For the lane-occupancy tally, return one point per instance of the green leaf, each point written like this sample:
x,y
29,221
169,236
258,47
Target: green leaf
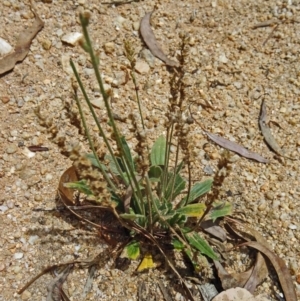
x,y
177,244
192,210
158,151
154,173
220,209
127,152
172,190
132,250
197,190
94,161
80,186
196,241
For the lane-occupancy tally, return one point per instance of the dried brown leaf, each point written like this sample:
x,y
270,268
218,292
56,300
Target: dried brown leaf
x,y
55,287
38,148
214,229
22,45
150,40
236,148
66,193
282,271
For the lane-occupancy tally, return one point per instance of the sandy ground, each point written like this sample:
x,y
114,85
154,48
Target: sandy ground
x,y
230,64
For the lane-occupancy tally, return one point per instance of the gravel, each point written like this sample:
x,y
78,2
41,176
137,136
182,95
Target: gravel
x,y
230,67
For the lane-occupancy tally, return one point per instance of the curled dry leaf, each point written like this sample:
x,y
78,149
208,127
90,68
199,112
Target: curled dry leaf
x,y
65,193
22,46
236,148
150,40
282,271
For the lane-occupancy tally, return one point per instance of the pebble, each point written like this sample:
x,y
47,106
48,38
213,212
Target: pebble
x,y
142,67
10,204
11,149
208,170
223,58
18,255
109,47
5,47
46,44
72,38
26,295
270,195
5,99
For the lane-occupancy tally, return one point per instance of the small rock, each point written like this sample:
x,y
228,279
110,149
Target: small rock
x,y
10,204
72,38
238,85
5,99
270,195
148,57
11,149
18,255
4,47
109,47
46,44
26,294
142,67
223,58
208,170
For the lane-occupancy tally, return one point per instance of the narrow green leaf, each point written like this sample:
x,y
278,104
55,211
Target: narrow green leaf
x,y
196,241
154,173
174,190
192,210
127,152
132,250
131,216
221,209
177,244
158,151
94,161
80,186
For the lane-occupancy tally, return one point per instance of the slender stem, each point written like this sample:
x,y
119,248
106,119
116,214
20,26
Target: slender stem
x,y
96,119
95,63
137,96
107,179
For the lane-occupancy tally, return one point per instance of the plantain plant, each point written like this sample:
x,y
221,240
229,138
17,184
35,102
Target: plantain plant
x,y
148,188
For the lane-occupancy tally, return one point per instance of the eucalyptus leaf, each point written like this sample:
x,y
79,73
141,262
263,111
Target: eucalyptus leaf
x,y
80,186
220,209
197,191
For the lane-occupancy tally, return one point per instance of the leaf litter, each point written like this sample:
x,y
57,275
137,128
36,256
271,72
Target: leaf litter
x,y
150,40
22,47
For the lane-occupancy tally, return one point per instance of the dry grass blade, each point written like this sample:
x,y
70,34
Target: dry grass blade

::::::::

What to work on: Search the data above and return each line in which "blade" occurs.

Answer to the problem:
For the lane-occupancy tally, return one point per instance of the dry grass blade, each point written like this sample:
Target: dry grass blade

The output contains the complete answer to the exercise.